§ **DOCUMENT SEGMENT**
----
The recent designation of new wilderness areas creates new issues and this article takes a look at some of them.
An excerpt.
"This legislation guarantees that we will not take our forests, rivers, oceans, national parks, monuments and wilderness areas for granted, but rather we will set them aside and guard their sanctity for everyone to share. That's something all Americans can support." Those were the words of President Barack Obama on March 30 when he signed the Omnibus Public Lands Management Act that placed an additional 2 million acres of public land under the federal government's most stringent use restrictions. To anyone who knows the record of public land management, however, these words of preservation and unanimous support ring hollow.
“If we used a measure like our stock indexes as a public land management barometer, it would be lower than the Dow Jones. Consider three measures of public land stewardship.
“Environmental Irresponsibility--Decades of fire suppression by the Forest Service have disrupted natural fire cycles and turned many western forests into tinderboxes waiting to burn. Dense stands of spindly deadfall and underbrush now occupy land once characterized by open savannahs and large, widely spaced trees. One result is larger, more intense fires that burn the publicly owned forests to the ground. Indeed, by the Forest Service's own estimates, 90 to 200 million acres of federal forests are at high risk of burning in catastrophic fire events. Bans on thinning and salvage harvesting have not only exacerbated the fire danger in public forests but it has also left them more susceptible to disease, insects and high winds. Not only do the fires put enormous amounts of carbon into the atmosphere, the fact that the forests are dead or dying means that they are not sequestering carbon, as healthy ones do.
----
§ **EXERCISE DATA**
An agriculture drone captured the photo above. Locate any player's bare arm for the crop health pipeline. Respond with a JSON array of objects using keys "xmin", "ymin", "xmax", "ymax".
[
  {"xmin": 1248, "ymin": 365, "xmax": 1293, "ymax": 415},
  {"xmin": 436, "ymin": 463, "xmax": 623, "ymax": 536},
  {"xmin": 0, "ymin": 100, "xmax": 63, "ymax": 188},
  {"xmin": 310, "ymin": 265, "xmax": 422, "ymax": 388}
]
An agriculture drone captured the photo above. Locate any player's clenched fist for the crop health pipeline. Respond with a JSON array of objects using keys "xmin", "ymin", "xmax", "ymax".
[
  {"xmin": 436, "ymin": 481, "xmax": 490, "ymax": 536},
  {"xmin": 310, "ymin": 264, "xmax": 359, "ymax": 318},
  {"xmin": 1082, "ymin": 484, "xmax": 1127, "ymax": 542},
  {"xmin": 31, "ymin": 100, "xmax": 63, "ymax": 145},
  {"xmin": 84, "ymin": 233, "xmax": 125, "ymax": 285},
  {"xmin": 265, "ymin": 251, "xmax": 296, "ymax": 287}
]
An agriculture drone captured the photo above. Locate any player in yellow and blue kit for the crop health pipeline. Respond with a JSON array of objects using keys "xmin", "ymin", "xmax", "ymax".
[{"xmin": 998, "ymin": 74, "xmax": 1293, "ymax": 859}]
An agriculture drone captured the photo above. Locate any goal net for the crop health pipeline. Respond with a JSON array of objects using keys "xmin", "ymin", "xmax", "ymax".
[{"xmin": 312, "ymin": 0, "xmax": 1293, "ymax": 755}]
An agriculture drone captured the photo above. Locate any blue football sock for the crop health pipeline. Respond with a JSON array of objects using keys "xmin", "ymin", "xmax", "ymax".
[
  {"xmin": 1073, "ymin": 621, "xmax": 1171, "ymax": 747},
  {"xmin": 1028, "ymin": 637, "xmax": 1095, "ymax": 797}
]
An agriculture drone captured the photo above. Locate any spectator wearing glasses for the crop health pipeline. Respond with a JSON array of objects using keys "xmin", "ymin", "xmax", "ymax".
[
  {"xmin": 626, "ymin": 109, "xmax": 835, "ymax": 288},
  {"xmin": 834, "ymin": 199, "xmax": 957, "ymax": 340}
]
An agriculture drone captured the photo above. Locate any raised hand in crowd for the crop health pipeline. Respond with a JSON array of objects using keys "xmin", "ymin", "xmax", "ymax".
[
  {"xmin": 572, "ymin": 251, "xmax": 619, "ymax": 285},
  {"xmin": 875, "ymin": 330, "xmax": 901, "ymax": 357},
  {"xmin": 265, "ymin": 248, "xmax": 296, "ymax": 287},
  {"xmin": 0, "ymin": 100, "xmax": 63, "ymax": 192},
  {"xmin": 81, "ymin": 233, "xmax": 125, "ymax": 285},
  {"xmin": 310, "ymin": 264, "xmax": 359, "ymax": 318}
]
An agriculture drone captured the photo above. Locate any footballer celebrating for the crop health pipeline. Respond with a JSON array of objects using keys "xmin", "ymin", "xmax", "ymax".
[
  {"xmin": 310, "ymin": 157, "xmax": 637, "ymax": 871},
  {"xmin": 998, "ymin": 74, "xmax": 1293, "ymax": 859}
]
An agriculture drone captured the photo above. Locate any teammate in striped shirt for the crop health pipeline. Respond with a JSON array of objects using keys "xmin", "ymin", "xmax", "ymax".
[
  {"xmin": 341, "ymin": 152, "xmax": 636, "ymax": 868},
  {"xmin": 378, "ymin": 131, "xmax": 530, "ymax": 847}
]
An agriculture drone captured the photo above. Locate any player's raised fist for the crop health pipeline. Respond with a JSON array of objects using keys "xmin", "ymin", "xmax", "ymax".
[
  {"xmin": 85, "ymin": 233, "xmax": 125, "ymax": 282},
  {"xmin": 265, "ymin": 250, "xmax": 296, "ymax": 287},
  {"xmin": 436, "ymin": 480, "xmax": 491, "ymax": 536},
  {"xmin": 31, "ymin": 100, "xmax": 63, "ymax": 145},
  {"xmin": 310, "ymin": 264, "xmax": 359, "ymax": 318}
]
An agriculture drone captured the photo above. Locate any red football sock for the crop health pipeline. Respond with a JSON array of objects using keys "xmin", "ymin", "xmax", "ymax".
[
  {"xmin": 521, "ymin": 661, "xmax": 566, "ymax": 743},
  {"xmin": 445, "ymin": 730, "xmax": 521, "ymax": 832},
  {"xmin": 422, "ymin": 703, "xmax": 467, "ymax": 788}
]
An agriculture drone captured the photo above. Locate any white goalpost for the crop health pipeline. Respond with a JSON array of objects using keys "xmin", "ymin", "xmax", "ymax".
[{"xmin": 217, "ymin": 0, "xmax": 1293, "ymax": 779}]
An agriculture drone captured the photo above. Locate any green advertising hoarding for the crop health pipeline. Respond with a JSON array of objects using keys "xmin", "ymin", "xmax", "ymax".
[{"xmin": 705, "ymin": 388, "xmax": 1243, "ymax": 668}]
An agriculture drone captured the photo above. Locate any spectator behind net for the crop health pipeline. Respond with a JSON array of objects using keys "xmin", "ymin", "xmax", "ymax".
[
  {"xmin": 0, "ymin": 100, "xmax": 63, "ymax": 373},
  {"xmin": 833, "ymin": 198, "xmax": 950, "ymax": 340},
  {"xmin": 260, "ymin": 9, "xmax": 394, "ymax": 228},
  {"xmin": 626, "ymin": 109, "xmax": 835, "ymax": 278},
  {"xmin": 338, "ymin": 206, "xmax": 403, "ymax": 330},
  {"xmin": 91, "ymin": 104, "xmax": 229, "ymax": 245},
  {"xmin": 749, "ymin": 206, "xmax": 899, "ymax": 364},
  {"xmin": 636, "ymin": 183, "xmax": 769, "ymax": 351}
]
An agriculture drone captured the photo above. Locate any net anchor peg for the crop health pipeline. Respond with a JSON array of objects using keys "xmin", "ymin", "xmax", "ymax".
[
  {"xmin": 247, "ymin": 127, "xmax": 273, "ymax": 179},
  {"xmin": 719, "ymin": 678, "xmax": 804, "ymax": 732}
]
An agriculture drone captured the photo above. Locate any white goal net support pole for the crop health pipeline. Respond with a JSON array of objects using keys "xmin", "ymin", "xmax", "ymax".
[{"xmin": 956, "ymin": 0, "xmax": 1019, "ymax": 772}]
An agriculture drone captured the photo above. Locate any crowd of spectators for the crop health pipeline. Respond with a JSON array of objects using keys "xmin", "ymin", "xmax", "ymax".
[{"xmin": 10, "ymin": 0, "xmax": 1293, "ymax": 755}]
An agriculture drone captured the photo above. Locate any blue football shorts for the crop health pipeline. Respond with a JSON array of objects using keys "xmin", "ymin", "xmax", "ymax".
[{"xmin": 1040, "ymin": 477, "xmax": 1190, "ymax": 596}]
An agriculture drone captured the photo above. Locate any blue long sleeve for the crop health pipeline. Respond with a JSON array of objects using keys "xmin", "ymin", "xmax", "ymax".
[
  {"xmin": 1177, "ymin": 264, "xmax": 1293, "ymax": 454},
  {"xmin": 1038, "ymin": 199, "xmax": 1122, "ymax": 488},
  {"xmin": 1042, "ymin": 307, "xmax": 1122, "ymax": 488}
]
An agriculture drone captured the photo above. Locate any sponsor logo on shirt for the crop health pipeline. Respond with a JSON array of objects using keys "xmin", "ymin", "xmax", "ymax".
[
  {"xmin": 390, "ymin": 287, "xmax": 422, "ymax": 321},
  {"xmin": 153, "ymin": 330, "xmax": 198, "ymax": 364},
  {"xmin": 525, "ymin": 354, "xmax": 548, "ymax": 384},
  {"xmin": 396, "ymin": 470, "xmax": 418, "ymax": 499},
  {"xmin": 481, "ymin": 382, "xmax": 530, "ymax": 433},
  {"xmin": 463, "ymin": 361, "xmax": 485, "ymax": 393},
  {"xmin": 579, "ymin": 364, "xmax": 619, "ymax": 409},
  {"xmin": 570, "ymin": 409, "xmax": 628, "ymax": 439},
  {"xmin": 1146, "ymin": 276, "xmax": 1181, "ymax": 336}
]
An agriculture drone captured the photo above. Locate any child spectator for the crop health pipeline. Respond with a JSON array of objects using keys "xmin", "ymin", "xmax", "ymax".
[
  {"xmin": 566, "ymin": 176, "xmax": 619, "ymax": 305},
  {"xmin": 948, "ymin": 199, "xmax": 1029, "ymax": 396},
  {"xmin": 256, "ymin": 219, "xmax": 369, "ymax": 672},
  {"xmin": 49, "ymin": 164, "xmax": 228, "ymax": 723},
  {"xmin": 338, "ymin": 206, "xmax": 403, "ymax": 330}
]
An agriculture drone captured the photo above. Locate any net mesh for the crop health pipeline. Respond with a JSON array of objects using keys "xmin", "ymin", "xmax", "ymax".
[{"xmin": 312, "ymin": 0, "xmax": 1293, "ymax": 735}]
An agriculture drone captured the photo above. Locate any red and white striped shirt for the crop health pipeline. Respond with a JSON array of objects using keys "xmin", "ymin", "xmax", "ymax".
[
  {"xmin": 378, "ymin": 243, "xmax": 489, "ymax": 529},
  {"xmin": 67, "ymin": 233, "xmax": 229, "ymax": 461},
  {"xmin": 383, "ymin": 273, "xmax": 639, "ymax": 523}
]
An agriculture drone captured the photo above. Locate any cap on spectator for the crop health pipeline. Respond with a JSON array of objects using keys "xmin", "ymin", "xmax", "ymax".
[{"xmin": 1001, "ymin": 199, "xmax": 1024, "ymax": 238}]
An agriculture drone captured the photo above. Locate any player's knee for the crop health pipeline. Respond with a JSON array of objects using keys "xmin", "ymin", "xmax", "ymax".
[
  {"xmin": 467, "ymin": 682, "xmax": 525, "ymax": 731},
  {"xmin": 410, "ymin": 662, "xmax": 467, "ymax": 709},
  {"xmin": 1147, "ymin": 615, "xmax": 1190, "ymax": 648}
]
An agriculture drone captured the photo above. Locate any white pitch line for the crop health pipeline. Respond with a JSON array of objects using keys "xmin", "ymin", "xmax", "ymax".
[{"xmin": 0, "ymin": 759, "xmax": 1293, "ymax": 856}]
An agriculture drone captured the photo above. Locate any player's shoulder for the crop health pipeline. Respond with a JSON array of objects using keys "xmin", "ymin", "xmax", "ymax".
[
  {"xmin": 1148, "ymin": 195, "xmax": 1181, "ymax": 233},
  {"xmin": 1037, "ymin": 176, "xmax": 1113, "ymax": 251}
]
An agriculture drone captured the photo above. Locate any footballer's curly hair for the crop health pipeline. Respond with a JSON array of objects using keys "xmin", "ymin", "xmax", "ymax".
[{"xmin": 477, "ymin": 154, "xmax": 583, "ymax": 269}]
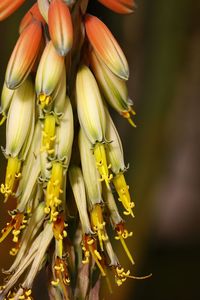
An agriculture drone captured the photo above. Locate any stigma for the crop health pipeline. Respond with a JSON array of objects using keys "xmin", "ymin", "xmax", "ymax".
[
  {"xmin": 44, "ymin": 162, "xmax": 63, "ymax": 222},
  {"xmin": 115, "ymin": 222, "xmax": 134, "ymax": 265},
  {"xmin": 0, "ymin": 157, "xmax": 21, "ymax": 202},
  {"xmin": 94, "ymin": 142, "xmax": 113, "ymax": 189},
  {"xmin": 113, "ymin": 172, "xmax": 135, "ymax": 217},
  {"xmin": 91, "ymin": 204, "xmax": 108, "ymax": 251}
]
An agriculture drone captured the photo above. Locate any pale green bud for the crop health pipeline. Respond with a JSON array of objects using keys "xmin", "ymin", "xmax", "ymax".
[
  {"xmin": 90, "ymin": 51, "xmax": 135, "ymax": 126},
  {"xmin": 55, "ymin": 97, "xmax": 74, "ymax": 168},
  {"xmin": 76, "ymin": 66, "xmax": 106, "ymax": 145},
  {"xmin": 5, "ymin": 79, "xmax": 35, "ymax": 159},
  {"xmin": 79, "ymin": 130, "xmax": 102, "ymax": 209},
  {"xmin": 35, "ymin": 41, "xmax": 65, "ymax": 109},
  {"xmin": 0, "ymin": 82, "xmax": 14, "ymax": 120},
  {"xmin": 105, "ymin": 108, "xmax": 126, "ymax": 174}
]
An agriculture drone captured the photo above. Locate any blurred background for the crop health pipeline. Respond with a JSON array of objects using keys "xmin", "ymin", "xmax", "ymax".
[{"xmin": 0, "ymin": 0, "xmax": 200, "ymax": 300}]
----
§ **THINGS TO DO**
1 – Write down the portion of the public lands article that begins with the words containing "An excerpt." and ends with "public land stewardship.". Match the original wording precisely.
2 – According to the Forest Service estimates cited in the public lands article, how many acres of federal forests face a high risk of catastrophic fire?
These entries come from a separate source unrelated to the public lands article.

§ **ANSWERS PER TASK**
1 –
An excerpt.
"This legislation guarantees that we will not take our forests, rivers, oceans, national parks, monuments and wilderness areas for granted, but rather we will set them aside and guard their sanctity for everyone to share. That's something all Americans can support." Those were the words of President Barack Obama on March 30 when he signed the Omnibus Public Lands Management Act that placed an additional 2 million acres of public land under the federal government's most stringent use restrictions. To anyone who knows the record of public land management, however, these words of preservation and unanimous support ring hollow.
“If we used a measure like our stock indexes as a public land management barometer, it would be lower than the Dow Jones. Consider three measures of public land stewardship.

2 – 90 to 200 million acres.